- [PASSAGE GIVEN]:
^^^^^^^^^^^^^^^^

Rural round-up

June 13, 2019

NZ customers admire our values – Mike Petersen:

The international trading system is facing one of its biggest challenges in recent times.

The building trade war between the US and China and the impasse at the World Trade Organisation (WTO) are two significant global events that demand the attention of New Zealand in its dependence on trade for continued success.

Alongside these two geopolitical power plays runs a creeping tide of protectionism in the form of nationalist inward-looking policies that challenge the global value chain model which is increasingly becoming the future of food. . .

From the ground up – Penny Clark-Hall:

Rural communities are incredibly powerful and beautiful things. I’ve seen them in action during natural disasters, family tragedies, raising children, supporting each others businesses, families, hopes and dreams. It’s this calibre of people that are now starting to take charge of their own Social Licence to Operate (SLO) – helping and learning from each other. Many forming their own catchment groups and managing, measuring and improving their own environmental impact.

The isolation of rural communities makes them incredibly vulnerable to the calibre of its inhabitants. But thankfully, it is also a breeding ground for creating a rich tapestry of people that build communities out of necessity. Our remoteness creates a much stronger reliance on each other where we all strive to bring something valuable to the community, to make it our own – our home. It’s got a name – resilience. . .

Success in its rawest form

Northland sharemilkers Guy and Jaye Bakewell’s number-eight wire ingenuity is not only helping pay off their dairy cows faster but capitalising on consumers’ growing demand for raw milk. Luke Chivers reports.

^^^^^^^^^^^^^^^^

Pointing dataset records

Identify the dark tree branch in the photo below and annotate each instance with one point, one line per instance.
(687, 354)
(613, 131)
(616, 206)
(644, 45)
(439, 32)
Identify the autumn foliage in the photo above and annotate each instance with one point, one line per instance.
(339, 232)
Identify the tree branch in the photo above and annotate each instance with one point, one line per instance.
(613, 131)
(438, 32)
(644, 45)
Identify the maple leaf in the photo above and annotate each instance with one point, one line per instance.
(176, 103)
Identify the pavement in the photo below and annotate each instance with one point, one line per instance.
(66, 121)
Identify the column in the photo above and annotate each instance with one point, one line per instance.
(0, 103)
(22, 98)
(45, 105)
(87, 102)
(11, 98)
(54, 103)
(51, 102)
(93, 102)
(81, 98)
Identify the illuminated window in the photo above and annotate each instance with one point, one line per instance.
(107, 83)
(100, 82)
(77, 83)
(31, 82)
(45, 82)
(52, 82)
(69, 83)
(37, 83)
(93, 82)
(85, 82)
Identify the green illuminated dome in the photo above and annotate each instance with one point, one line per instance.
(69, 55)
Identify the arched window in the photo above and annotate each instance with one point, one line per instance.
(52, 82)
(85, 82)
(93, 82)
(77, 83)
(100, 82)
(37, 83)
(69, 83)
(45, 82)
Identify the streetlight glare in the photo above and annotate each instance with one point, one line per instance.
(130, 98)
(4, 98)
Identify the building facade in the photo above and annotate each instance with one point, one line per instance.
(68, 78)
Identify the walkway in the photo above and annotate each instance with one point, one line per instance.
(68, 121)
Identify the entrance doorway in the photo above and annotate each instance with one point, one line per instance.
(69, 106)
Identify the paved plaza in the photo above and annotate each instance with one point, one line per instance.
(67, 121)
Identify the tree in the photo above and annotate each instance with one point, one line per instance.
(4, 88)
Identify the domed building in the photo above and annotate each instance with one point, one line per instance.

^^^^^^^^^^^^^^^^

- [REQUIREMENTS]:
1 – According to the rural round-up, why do people in rural communities come to rely strongly on each other?
2 – Please locate every line of the records that contains the word "branch", and copy each one out. Case counts.

- [THE ANSWERS]:
1 – The round-up says their remoteness creates a much stronger reliance on each other. Because of their isolation, people build communities out of necessity and each strive to bring something valuable to the community.

2 –
Identify the dark tree branch in the photo below and annotate each instance with one point, one line per instance.
Identify the tree branch in the photo above and annotate each instance with one point, one line per instance.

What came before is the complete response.